Work to be completed =>
Locate the line bearing "Query: man's short brown hair" in the material below, then reproduce it and each following line up to and including the line bearing "Query: blue jeans".
··· Material to process
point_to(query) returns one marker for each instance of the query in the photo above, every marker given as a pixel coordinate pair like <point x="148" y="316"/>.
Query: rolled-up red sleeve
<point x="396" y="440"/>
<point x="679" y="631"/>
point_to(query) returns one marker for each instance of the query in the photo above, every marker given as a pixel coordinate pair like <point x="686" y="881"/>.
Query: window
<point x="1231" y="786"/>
······
··· Material to process
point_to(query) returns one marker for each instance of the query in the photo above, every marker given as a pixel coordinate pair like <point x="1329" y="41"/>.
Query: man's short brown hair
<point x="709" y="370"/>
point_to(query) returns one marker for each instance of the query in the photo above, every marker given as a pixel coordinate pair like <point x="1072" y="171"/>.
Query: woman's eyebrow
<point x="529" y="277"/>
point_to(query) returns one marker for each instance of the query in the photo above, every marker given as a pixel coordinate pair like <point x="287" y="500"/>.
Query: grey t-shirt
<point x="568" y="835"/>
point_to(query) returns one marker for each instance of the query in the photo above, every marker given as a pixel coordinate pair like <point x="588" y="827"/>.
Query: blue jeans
······
··· Material to process
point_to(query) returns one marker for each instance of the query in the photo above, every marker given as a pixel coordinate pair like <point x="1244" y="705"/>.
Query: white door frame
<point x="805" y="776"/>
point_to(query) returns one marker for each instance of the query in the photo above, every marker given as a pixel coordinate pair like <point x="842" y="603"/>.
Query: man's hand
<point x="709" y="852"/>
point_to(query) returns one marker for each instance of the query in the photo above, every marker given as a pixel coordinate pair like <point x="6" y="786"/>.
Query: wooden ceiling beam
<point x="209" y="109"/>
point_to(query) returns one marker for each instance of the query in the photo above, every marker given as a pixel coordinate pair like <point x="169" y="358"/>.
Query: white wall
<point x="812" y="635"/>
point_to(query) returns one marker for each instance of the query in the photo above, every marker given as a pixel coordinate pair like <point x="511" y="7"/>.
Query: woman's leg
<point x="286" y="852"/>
······
Answer below =>
Query: man's short brown hair
<point x="709" y="370"/>
point_to(query) returns one marker for each instance of the query in the photo above, every marker given as a pixel coordinate pair like <point x="1072" y="171"/>.
Query: woman's eyebrow
<point x="529" y="277"/>
point_to(query) returns one marker for each instance of the query in the photo above, every marker given as a pixel coordinate pair like <point x="287" y="500"/>.
Query: grey t-shirt
<point x="568" y="835"/>
point_to(query) returns one marker for each instance of the query in the photo above, every marker given as a pixel coordinate pair like <point x="588" y="827"/>.
Query: blue jeans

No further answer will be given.